Materials provided:
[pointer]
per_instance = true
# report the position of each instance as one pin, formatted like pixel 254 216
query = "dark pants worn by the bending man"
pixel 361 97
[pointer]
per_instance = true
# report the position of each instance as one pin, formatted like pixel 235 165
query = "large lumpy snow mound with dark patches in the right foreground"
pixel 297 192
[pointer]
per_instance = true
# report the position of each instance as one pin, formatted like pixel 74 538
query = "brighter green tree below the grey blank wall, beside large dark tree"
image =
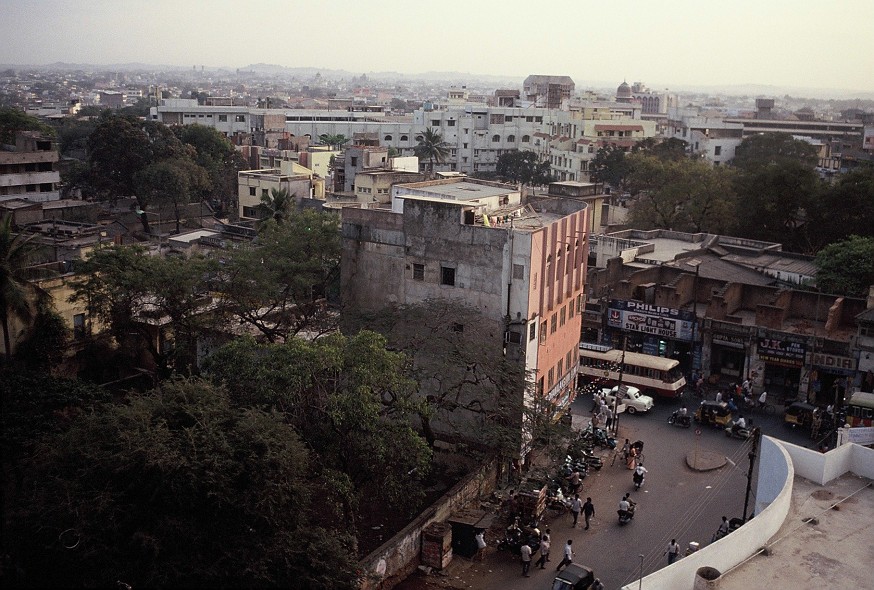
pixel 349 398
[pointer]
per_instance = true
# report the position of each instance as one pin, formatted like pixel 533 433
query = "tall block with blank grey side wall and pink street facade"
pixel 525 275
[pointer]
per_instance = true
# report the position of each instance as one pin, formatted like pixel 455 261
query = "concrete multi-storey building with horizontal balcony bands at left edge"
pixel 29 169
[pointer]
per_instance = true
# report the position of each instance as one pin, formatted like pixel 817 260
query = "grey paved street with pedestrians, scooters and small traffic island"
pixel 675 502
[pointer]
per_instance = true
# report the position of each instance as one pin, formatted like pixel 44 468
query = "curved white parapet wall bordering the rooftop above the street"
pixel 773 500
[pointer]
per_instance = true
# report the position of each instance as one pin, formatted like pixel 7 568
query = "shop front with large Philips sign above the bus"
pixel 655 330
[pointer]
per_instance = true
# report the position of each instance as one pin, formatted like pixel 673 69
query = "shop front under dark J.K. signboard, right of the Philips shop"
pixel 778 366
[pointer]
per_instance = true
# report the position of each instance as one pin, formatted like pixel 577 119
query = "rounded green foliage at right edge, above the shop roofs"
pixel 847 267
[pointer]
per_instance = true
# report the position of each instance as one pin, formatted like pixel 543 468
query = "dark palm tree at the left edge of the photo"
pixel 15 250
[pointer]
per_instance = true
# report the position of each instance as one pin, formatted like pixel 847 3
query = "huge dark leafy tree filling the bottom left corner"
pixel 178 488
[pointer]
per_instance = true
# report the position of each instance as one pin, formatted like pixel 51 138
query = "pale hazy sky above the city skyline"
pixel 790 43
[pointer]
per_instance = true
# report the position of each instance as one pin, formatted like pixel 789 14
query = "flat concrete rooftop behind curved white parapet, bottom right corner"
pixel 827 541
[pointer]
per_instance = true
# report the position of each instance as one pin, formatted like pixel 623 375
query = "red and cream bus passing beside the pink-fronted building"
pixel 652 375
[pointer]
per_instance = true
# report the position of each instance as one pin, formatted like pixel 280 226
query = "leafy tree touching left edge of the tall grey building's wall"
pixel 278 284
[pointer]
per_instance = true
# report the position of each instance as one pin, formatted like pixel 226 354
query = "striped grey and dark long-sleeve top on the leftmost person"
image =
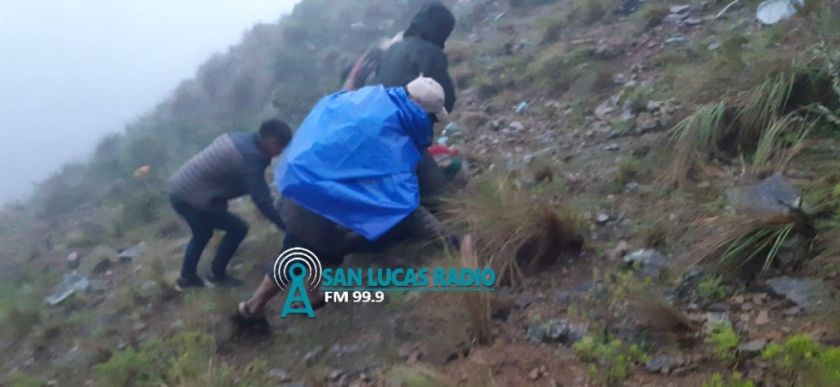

Assignment: Leaving out the pictures, repeat all the entries exactly as they stand.

Task output:
[pointer]
per_instance = true
# report the position of each instance as one pin, formatted like pixel 254 216
query = "dark pants worn by the bending man"
pixel 361 97
[pointer]
per_instance = true
# report the position of each instance as one pin, formatted like pixel 235 165
query = "large lumpy snow mound with dark patches in the right foreground"
pixel 297 192
[pointer]
per_instance = true
# report the position of each instance as one pin, formatted like pixel 74 538
query = "brighter green tree below the grey blank wall, beside large dark tree"
image =
pixel 349 398
[pointer]
per_instance = true
# report the position of each instance as one pin, formatted like pixel 533 433
query = "tall block with blank grey side wall and pink street facade"
pixel 525 275
[pointer]
per_instance = true
# report the position of each instance as one pin, formatted like pixel 455 261
query = "concrete multi-storey building with horizontal balcony bands at left edge"
pixel 29 169
[pointer]
per_instance = true
# report the position of each instance as one pin, formatted like pixel 817 260
query = "grey paved street with pedestrians, scooters and small traffic island"
pixel 675 502
[pointer]
per_instance = true
# report the position of each instance as one pin, formatted like pixel 44 468
query = "curved white parapet wall bordering the rooftop above the street"
pixel 773 500
[pointer]
per_instance = true
# report the position of each instance as one pin, formatted like pixel 7 568
query = "shop front with large Philips sign above the bus"
pixel 655 330
[pointer]
per_instance = true
# report the position of each instance as one pin, formatted like pixel 673 69
query = "shop front under dark J.K. signboard, right of the Philips shop"
pixel 778 366
[pointer]
per_instance = true
# report the position of each instance as one pin, formatted like pixel 577 119
query = "rounded green foliage at right edge, above the shop roofs"
pixel 847 267
[pointer]
per_instance = true
# report the position of each instance as one pin, formatted like pixel 543 468
query = "dark palm tree at the left edge of the photo"
pixel 15 250
[pointer]
per_instance = true
# report the position of each instance as one pin, formatted like pixel 847 3
query = "huge dark leafy tree filling the bottom left corner"
pixel 178 488
[pointer]
per_instance = true
# report the position of each instance as one pin, formatted like pixel 51 138
query = "pale hazy sky above the city skyline"
pixel 790 43
[pointer]
per_instance = true
# report the position of each instance as one pin, formatted like pixel 789 14
query = "flat concrete rooftop behind curved white parapet, bottom right corner"
pixel 827 541
[pointer]
per_instance = true
# report the position of each instance as one pin, formatted like pixel 623 375
query = "red and cream bus passing beside the pink-fronted building"
pixel 652 375
[pointer]
per_instance = true
# report the position of each instance as one pin, formatted like pixel 280 226
query = "leafy tree touching left edge of the tall grey building's wall"
pixel 278 284
[pointer]
per_instance = true
# report the position of each instance as one pin, formatted like pixel 226 354
query = "striped grey and dark long-sleeve top on the leftmost person"
image =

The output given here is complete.